:: Given task ::
In the entries below, replace "Returns" with "Outputs" and reproduce every line with nothing else altered.

Source records:
★ ★ ★ ★ ★ ★ ★

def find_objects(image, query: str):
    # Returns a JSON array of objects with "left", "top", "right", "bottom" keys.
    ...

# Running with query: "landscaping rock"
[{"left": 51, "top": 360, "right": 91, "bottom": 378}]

★ ★ ★ ★ ★ ★ ★

:: Reply to the task ::
def find_objects(image, query: str):
    # Outputs a JSON array of objects with "left", "top", "right", "bottom" keys.
    ...

# Running with query: "landscaping rock"
[{"left": 51, "top": 360, "right": 91, "bottom": 378}]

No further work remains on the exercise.